(Photo-based point labeling data)
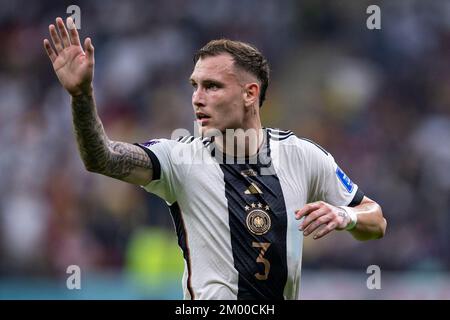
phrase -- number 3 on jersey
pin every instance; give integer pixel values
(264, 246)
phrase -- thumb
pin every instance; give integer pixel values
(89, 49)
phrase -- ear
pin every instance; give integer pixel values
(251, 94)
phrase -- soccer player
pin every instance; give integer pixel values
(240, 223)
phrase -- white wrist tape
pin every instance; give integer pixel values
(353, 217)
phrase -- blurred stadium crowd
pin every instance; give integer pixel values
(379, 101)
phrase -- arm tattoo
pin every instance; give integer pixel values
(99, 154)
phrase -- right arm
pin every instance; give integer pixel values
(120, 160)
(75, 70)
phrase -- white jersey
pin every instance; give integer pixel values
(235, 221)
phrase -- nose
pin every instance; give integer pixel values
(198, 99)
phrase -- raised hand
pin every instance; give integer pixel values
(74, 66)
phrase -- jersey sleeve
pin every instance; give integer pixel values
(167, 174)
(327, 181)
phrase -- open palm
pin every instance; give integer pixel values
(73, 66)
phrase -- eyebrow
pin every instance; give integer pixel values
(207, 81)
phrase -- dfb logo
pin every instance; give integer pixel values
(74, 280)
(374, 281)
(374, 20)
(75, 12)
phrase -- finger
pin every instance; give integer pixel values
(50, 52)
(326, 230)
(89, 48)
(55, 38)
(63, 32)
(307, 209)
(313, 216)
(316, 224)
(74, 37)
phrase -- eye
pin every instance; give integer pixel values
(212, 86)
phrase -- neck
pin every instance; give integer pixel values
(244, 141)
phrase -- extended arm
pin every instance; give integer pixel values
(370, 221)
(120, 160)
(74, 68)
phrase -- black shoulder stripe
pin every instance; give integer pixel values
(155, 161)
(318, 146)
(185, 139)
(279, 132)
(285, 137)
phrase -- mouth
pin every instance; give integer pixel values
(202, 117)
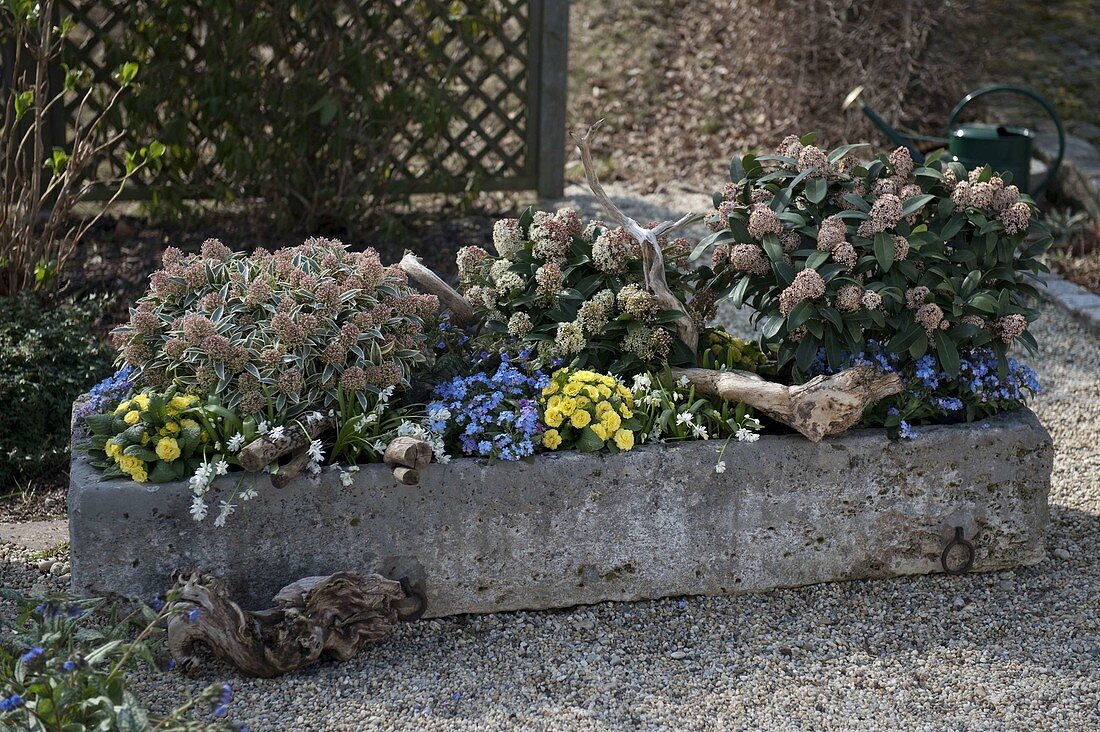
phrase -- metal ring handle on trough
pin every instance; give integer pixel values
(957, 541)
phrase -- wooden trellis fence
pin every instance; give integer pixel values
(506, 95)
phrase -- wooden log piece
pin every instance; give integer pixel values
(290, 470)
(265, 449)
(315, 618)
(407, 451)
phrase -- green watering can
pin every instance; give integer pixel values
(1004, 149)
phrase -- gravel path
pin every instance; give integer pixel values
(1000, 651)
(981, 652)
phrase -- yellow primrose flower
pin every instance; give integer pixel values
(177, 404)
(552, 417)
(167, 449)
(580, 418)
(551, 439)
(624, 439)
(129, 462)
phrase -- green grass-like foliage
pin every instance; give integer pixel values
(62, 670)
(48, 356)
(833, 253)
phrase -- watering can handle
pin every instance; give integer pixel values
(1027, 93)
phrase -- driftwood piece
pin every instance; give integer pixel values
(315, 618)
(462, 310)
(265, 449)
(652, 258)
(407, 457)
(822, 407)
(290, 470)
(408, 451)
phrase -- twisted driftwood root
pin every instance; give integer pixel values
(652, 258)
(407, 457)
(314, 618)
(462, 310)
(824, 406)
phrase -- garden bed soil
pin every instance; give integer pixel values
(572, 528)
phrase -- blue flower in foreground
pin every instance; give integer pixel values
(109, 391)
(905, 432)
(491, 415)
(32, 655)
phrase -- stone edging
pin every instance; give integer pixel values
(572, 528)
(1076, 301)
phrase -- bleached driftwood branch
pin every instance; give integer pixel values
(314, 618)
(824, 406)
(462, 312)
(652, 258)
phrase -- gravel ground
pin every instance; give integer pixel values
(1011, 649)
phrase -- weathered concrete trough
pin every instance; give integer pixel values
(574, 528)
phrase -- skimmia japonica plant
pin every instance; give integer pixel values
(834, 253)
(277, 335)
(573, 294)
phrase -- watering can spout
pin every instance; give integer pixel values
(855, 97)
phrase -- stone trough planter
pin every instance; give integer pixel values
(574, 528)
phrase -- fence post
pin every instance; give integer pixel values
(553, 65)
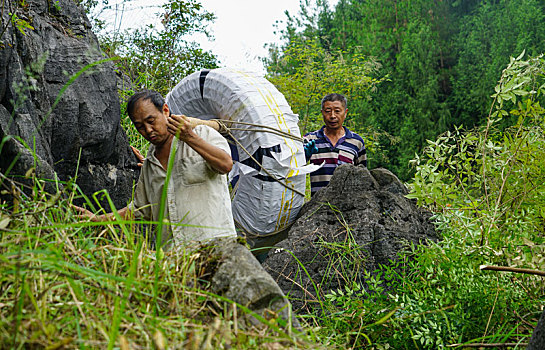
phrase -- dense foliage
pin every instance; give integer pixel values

WHAT YOU ARE ASKED TO DO: Can you rewrite the material with every "pin every instance" changed to "mark each occurrence" and nothing else altered? Leave the pictures out.

THE RESULT:
phrase -- number 3 on jersey
mark each occurrence; give integer pixel values
(264, 246)
phrase -- thumb
mark each occurrence; give integer pixel values
(89, 49)
phrase -- ear
mark each occurrence; give integer pixel values
(251, 94)
phrase -- soccer player
mark each occurrence; give integer pixel values
(240, 223)
phrase -- white wrist tape
mark each occurrence; give integer pixel values
(353, 217)
phrase -- blurred stadium crowd
mark each occurrence; give integer pixel values
(379, 101)
phrase -- arm tattoo
mark each occurrence; give integer pixel values
(99, 154)
phrase -- right arm
mark each occurrence; give integer pixel values
(120, 160)
(75, 70)
phrase -- white jersey
mark each occurrence; give integer pixel values
(235, 221)
phrase -- nose
mark each occurrence; give integer pixel values
(198, 99)
phrase -- raised hand
mark each occurrence; give integer pixel values
(74, 66)
phrase -- jersey sleeve
mark each occurrence; give integer pixel values
(167, 174)
(327, 181)
phrase -- open palm
mark each occurrence; give integer pixel values
(73, 66)
phrase -- eyebrow
mark each occurrence; give integer pixel values
(207, 81)
phrase -- dfb logo
mark each occurrence; give integer pixel values
(74, 280)
(374, 281)
(374, 20)
(75, 12)
phrase -- finger
mark each occurrence; give integer pixel values
(50, 52)
(326, 230)
(89, 48)
(55, 38)
(63, 32)
(307, 209)
(313, 216)
(316, 224)
(74, 37)
phrase -- eye
mark each occurrence; give integer pixel values
(212, 86)
phrase -- neck
mark each occurrence; give integer pixel values
(244, 141)
phrase -- extended arm
mark each occurrence; give integer pixel values
(370, 221)
(120, 160)
(74, 68)
phrase -- black shoulder stripe
mark each occurrence; give integer pixel values
(155, 161)
(318, 146)
(185, 139)
(279, 132)
(285, 137)
phrase -- mouth
mark each occurrence; give integer pixel values
(202, 117)
phrase -- metal ring handle on trough
mark each occurrence; give integer pixel values
(957, 541)
phrase -- wooden trellis fence
mark each occurrence; give integer pixel values
(506, 95)
phrase -- wooden log piece
mark each occurrence; give integer pixel values
(290, 470)
(265, 449)
(315, 618)
(407, 451)
phrase -- green watering can
mark each occurrence; give integer pixel values
(1004, 149)
phrase -- gravel path
mark each occurrence; give integer pixel values
(1000, 651)
(981, 652)
phrase -- yellow primrose flower
mark each occurrence; give integer pixel values
(177, 404)
(552, 417)
(167, 449)
(580, 418)
(551, 439)
(624, 439)
(129, 462)
phrase -- green grass-like foliage
mark each occurrence; give integer pixel values
(62, 670)
(48, 356)
(833, 253)
phrase -- watering can handle
mark each occurrence; give integer pixel values
(1027, 93)
phrase -- driftwood piece
mark each occurrence; give integer pixel values
(315, 618)
(462, 310)
(265, 449)
(652, 258)
(407, 457)
(822, 407)
(290, 470)
(408, 451)
phrase -- twisted driftwood root
mark each occurrence; give integer pixel values
(652, 258)
(407, 457)
(314, 618)
(462, 310)
(824, 406)
phrase -- garden bed soil
mark each occurrence; give integer pixel values
(572, 528)
phrase -- blue flower in foreground
mark each occurrence; give integer pixel values
(109, 391)
(905, 432)
(491, 415)
(32, 655)
phrase -- stone edging
mark each occurrence; give integer pixel values
(572, 528)
(1076, 301)
phrase -- bleached driftwood branch
mark each occurrence; give integer pixel values
(314, 618)
(824, 406)
(462, 312)
(652, 258)
phrase -- gravel ground
mark each occurrence; give integer pixel values
(1011, 649)
phrase -- weathered concrete trough
mark each occurrence; give integer pixel values
(574, 528)
phrase -- skimmia japonica plant
mark each occurrence; give integer pixel values
(834, 253)
(277, 335)
(573, 294)
phrase -- watering can spout
mark each occurrence; give integer pixel values
(855, 97)
phrase -- stone trough planter
mark each occurrence; give integer pixel values
(574, 528)
phrase -- fence post
mark each occurrence; give integer pixel values
(553, 65)
phrase -- dense foliage
mark each occurrence; give integer pixel values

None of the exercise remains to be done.